TASK DIRECTIONS >> Transcribe exactly the entries from the "Each instance of the catcher's mitt" line to the end, both included, minus pictures.

GIVEN DATA >>
┄┄┄┄┄┄┄┄┄┄┄┄┄┄┄┄┄┄┄┄

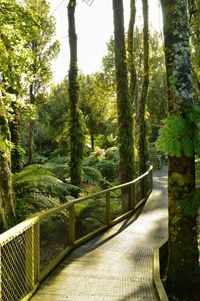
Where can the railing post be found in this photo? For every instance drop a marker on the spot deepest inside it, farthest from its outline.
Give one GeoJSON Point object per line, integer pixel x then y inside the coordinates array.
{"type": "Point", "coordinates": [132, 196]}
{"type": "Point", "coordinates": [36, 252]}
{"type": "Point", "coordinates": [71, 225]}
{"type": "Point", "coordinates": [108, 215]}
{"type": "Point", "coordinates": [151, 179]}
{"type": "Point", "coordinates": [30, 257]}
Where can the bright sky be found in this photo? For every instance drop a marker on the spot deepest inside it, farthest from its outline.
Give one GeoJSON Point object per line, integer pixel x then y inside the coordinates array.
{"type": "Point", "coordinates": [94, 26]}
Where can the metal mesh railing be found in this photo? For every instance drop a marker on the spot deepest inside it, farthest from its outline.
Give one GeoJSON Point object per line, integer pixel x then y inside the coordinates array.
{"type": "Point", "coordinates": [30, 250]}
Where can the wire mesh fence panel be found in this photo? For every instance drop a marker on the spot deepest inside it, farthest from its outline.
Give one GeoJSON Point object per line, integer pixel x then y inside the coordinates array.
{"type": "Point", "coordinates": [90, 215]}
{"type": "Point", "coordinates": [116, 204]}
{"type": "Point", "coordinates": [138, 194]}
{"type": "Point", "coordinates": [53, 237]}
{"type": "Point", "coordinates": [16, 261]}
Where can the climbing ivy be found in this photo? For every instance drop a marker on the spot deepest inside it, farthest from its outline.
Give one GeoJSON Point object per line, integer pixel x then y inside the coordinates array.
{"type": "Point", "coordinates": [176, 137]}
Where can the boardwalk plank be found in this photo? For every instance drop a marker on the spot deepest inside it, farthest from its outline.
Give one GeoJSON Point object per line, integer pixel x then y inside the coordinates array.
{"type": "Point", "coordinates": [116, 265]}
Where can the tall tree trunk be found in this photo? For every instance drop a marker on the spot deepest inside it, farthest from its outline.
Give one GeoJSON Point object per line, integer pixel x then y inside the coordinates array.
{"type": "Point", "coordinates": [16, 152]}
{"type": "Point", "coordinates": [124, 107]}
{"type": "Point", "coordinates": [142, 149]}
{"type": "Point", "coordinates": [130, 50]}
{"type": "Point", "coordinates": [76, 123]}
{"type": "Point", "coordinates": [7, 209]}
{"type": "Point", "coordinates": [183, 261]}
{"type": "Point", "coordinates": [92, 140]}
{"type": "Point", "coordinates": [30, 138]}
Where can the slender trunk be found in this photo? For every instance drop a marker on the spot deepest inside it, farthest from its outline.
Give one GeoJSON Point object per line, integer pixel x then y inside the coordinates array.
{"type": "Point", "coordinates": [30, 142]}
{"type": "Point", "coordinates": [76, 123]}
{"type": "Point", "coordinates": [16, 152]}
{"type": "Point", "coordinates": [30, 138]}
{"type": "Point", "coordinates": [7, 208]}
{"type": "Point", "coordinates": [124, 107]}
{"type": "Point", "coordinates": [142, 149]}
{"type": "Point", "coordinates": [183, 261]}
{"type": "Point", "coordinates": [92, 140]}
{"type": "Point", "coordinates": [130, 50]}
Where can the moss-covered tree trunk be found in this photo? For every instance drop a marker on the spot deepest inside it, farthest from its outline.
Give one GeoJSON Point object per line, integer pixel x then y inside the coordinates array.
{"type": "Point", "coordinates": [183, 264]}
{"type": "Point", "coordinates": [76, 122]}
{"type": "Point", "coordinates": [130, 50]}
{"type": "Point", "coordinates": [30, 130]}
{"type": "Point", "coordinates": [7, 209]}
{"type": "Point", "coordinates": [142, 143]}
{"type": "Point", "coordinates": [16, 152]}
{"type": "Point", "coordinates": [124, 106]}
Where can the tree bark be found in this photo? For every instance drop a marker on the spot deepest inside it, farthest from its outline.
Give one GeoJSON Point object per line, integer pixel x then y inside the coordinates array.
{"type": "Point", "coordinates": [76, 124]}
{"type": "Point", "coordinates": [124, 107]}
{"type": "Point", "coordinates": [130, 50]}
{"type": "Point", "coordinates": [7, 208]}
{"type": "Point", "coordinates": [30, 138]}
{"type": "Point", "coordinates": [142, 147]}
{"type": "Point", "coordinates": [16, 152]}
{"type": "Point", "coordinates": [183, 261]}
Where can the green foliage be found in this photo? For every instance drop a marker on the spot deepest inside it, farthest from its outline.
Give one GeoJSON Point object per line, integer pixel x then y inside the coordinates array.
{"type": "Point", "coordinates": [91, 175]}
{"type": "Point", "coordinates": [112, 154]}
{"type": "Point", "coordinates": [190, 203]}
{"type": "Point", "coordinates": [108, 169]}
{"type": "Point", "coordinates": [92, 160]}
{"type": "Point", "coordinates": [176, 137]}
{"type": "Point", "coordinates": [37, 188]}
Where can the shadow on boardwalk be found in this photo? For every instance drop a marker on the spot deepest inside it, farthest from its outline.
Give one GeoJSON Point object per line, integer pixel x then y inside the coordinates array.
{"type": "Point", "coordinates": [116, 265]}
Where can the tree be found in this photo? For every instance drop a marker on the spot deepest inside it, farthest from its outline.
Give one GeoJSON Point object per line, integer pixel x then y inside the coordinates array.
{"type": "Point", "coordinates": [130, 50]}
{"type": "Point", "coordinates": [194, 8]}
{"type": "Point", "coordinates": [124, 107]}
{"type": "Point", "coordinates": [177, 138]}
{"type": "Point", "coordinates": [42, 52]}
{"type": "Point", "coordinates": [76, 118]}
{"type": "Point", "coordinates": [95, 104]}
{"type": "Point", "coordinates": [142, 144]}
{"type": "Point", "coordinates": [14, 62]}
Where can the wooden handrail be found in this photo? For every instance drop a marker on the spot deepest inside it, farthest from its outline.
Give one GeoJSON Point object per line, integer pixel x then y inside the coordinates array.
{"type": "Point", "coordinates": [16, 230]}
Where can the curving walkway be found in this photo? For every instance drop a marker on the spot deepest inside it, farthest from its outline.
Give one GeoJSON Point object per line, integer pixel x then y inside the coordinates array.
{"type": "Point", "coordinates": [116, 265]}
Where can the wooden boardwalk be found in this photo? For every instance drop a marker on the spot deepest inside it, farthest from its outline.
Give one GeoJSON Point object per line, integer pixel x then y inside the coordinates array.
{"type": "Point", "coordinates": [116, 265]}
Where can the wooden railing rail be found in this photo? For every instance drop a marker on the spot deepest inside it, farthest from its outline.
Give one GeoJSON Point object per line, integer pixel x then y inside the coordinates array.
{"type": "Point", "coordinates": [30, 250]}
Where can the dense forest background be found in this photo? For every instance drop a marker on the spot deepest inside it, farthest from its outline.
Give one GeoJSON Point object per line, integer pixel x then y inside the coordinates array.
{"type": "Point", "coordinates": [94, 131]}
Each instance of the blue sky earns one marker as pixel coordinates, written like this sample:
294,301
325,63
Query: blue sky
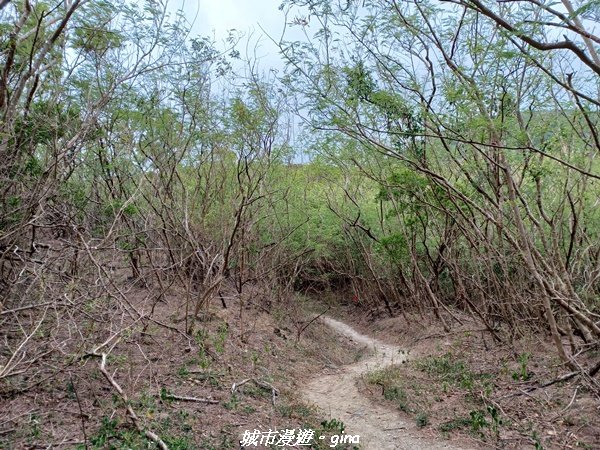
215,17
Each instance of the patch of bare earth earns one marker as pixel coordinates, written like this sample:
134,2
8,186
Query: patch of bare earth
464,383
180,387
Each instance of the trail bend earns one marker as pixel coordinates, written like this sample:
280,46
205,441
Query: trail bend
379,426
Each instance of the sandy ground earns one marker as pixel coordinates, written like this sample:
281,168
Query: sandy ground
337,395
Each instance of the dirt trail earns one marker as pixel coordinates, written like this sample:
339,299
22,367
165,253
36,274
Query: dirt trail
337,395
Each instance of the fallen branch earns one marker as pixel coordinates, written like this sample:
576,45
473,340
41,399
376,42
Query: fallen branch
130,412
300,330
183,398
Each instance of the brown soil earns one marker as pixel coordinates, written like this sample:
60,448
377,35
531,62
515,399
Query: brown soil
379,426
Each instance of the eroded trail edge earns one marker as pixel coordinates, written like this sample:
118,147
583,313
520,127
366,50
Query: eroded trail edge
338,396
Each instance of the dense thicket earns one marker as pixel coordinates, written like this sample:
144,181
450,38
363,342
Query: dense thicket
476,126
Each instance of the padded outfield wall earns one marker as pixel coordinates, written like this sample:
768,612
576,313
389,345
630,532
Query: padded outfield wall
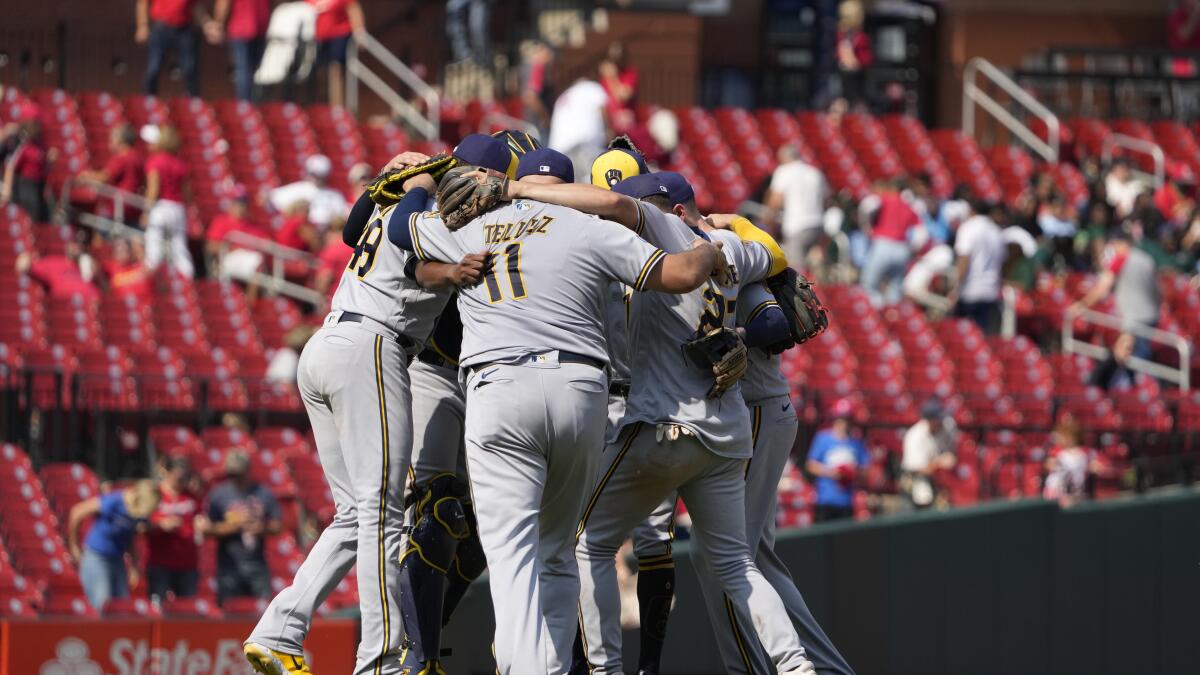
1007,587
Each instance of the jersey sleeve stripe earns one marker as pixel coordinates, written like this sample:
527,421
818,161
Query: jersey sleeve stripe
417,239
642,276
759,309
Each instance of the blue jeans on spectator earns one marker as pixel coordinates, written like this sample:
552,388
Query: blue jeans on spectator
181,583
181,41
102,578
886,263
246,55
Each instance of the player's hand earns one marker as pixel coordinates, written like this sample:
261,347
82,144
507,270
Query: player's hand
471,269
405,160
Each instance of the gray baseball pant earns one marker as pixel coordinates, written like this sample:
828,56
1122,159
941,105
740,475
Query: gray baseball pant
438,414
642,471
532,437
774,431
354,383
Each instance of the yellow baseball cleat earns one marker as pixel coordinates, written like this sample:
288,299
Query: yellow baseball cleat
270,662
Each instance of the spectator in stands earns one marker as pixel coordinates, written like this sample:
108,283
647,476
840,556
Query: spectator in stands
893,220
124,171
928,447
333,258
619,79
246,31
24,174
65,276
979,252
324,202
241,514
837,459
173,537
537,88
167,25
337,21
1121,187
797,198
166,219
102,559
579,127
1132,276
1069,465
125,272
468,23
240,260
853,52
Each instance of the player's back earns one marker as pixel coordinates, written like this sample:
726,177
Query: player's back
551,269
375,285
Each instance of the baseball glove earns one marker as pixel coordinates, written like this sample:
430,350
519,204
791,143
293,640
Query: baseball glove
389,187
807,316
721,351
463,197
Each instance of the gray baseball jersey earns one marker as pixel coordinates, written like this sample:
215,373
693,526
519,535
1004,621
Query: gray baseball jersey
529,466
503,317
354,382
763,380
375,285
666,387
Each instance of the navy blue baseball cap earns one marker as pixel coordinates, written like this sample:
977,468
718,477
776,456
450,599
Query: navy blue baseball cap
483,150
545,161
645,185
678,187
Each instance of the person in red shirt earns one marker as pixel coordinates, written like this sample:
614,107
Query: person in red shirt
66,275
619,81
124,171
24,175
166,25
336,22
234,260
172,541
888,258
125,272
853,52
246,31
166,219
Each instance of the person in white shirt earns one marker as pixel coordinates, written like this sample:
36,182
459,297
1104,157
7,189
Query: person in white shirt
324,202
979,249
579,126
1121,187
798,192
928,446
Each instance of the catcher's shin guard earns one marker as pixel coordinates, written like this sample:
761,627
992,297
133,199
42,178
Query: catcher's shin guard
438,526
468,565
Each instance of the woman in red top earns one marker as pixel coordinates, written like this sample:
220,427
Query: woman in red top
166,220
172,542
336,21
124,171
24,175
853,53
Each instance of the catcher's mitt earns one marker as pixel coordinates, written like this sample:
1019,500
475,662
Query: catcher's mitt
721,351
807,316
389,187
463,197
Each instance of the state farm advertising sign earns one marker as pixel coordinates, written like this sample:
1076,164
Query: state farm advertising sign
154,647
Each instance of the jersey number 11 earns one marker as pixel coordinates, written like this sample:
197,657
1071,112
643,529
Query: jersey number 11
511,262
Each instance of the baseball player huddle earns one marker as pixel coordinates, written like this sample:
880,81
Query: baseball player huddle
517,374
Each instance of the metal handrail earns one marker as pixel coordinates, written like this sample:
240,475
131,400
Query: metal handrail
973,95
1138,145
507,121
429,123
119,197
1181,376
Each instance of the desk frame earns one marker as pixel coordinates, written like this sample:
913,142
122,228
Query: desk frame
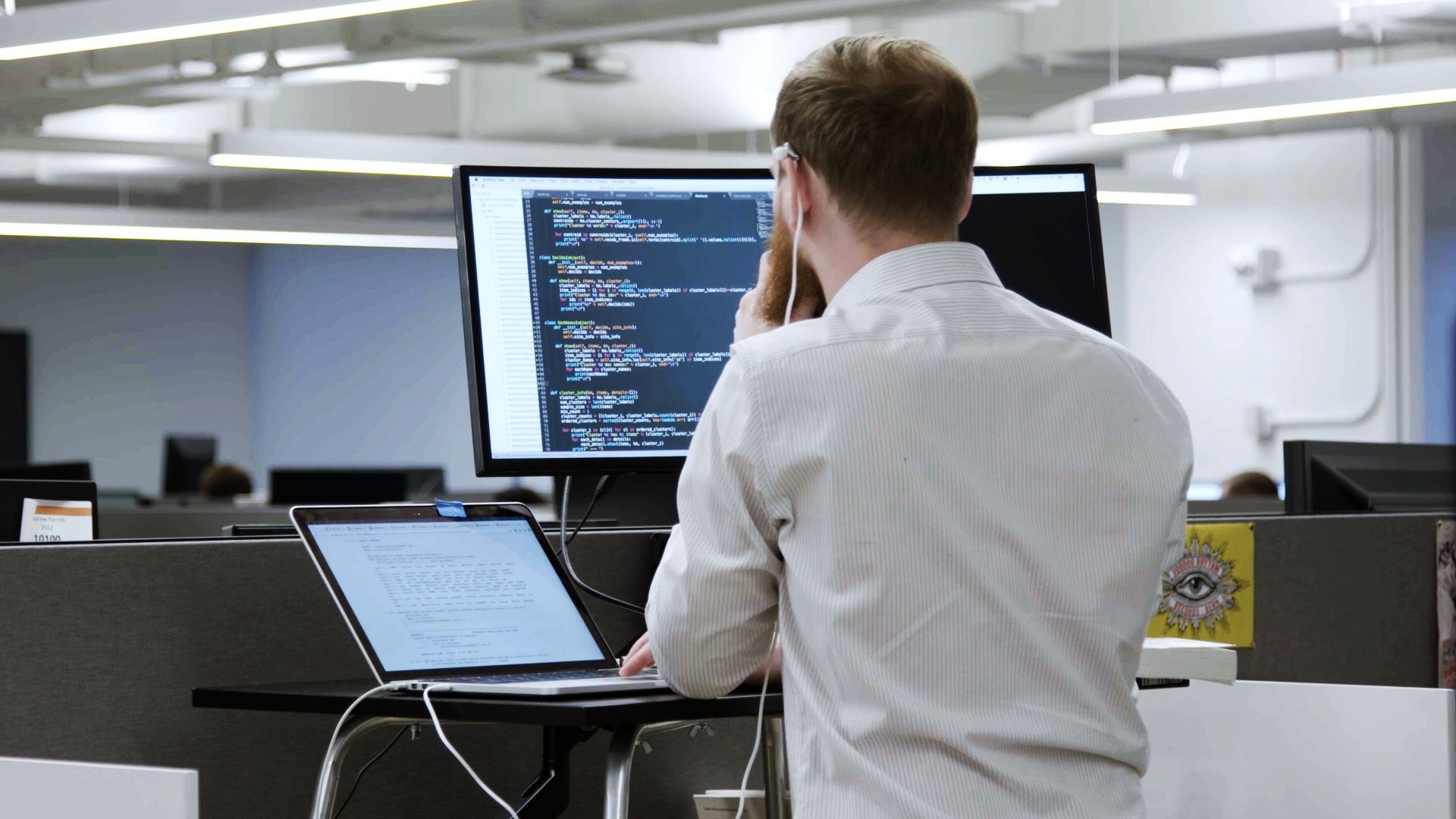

┄┄┄┄┄┄┄┄┄┄┄┄┄┄┄┄┄┄┄┄

PROBLEM SOLUTION >>
Each instance of the catcher's mitt earns one marker as pixel coordinates, written like this sample:
1019,500
475,662
Query: catcher's mitt
721,351
807,316
389,187
463,197
Each instance of the state farm advertising sign earns one marker as pixel coordinates, written like this sample:
1076,164
Query: state farm advertising sign
154,647
Each instance of the jersey number 11 earns one marker as pixel coordinates, written like this sample:
197,657
1071,112
643,529
Query: jersey number 11
511,262
Each instance of the baseball player huddle earns one marker as pixel coordinates, written like this sample:
880,81
Query: baseball player huddle
517,374
Each instance of the metal handrail earns one marker as pixel coordinates, written like this sample:
240,475
131,400
Query: metal handrail
973,95
1138,145
507,121
429,123
119,197
1181,376
Each instance of the desk frame earns one marker as pixel coordinates, written like this sample:
913,142
122,228
Query: desk frame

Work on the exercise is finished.